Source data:
——

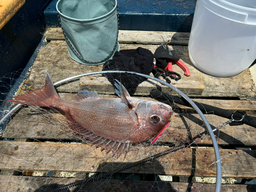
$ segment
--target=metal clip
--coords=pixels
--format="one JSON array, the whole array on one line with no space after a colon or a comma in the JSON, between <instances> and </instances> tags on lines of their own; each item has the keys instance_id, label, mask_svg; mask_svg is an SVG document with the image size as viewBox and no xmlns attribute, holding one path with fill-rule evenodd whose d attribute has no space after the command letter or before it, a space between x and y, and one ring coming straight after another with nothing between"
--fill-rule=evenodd
<instances>
[{"instance_id":1,"label":"metal clip","mask_svg":"<svg viewBox=\"0 0 256 192\"><path fill-rule=\"evenodd\" d=\"M242 117L242 118L240 120L236 120L236 119L234 119L234 118L233 118L233 115L234 115L234 113L236 112L237 111L234 111L234 113L233 113L233 114L232 114L232 115L231 116L231 118L232 120L232 121L235 121L235 122L238 122L238 121L242 121L244 120L244 117L245 116L245 114L244 114L244 115L243 115L243 116Z\"/></svg>"}]
</instances>

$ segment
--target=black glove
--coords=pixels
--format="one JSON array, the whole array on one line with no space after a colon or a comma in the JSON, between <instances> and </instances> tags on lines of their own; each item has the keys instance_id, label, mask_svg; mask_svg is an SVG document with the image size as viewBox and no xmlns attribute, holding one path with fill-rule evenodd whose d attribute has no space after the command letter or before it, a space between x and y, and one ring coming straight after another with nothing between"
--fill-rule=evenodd
<instances>
[{"instance_id":1,"label":"black glove","mask_svg":"<svg viewBox=\"0 0 256 192\"><path fill-rule=\"evenodd\" d=\"M156 59L156 65L162 69L165 69L168 62L166 61L166 59L172 60L179 60L180 56L178 55L177 52L174 50L170 51L173 55L169 54L169 51L164 49L162 46L158 47L154 54L154 57Z\"/></svg>"},{"instance_id":2,"label":"black glove","mask_svg":"<svg viewBox=\"0 0 256 192\"><path fill-rule=\"evenodd\" d=\"M130 49L116 51L112 59L105 62L102 71L131 71L145 75L150 75L154 68L153 54L150 50L139 47L136 49ZM109 81L114 85L115 79L120 81L120 74L117 73L104 74ZM130 93L136 91L138 86L146 80L146 78L131 73L121 73L122 84Z\"/></svg>"}]
</instances>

——

Which lines of the entries above contain the string "target"? Show each one in full, matching case exactly.

* _SOLUTION FOR THIS TASK_:
--target=metal clip
--target=black glove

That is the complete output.